§ Description of the task:
From the passage on Indian professional golf, extract word for word the stretch from "A one-square-inch dimpled" through "of professional golf.".

A one-square-inch dimpled ball whacked around a huge expanse of green spread over acres of a landscaped golf course can make the grown-up break down in tears. But guys like Jyoti Randhawa, Jeev Milkha Singh, Arjun Atwal, Gaurav Ghei, Harmeet Kahlon and Arjun Singh, all boys from affluent backgrounds, have no problems playing this game. So much so that this group of gifted Indian professional golfers is on the verge of breaking into the highest class of professional golf.
Indian professional golf has truly come of age, thanks to some sparkling performances and feats on the green this year (see box). In recent weeks, it has been on an upswing: a new star-studded corporate event called the Madhavrao Scindia tournament was born; the Tatas entered pro-golf; Randhawa and Atwal occupied the first and third positions in Asia; Jeev Milkha and Kahlon just missed out on the US PGA and European Tours respectively. Even amateurs like Shiv Kapur and Simarjeet Singh have brought home laurels—Kapur became the first Indian in 20 years to win the Asian Games gold medal at Busan, and Simarjeet is the first to win the prestigious Sri Lankan International amateur event three times in a row.

§ Data extract:

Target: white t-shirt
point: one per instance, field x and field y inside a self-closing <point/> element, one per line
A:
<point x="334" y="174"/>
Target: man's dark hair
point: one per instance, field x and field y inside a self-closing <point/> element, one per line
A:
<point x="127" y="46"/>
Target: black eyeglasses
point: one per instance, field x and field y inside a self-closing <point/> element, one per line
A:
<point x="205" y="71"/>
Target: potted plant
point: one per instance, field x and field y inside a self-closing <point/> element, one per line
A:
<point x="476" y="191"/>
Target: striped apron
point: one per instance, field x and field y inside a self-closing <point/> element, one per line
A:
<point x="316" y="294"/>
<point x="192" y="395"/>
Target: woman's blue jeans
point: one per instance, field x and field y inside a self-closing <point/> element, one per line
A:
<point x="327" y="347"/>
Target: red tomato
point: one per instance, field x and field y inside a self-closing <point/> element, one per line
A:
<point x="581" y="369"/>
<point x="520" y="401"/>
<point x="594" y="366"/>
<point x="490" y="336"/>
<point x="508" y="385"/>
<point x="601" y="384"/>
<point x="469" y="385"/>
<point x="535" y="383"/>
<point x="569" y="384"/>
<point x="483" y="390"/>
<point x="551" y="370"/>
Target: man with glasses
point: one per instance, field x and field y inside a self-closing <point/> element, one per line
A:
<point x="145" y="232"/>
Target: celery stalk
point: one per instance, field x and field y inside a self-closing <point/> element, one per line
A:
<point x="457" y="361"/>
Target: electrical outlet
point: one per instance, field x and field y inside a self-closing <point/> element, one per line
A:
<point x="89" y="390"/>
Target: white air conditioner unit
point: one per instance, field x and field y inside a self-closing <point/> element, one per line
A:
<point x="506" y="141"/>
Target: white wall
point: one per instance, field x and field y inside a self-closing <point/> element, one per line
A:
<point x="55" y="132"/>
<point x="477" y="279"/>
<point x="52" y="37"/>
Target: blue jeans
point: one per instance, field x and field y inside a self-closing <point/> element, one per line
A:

§ Solution for this problem:
A one-square-inch dimpled ball whacked around a huge expanse of green spread over acres of a landscaped golf course can make the grown-up break down in tears. But guys like Jyoti Randhawa, Jeev Milkha Singh, Arjun Atwal, Gaurav Ghei, Harmeet Kahlon and Arjun Singh, all boys from affluent backgrounds, have no problems playing this game. So much so that this group of gifted Indian professional golfers is on the verge of breaking into the highest class of professional golf.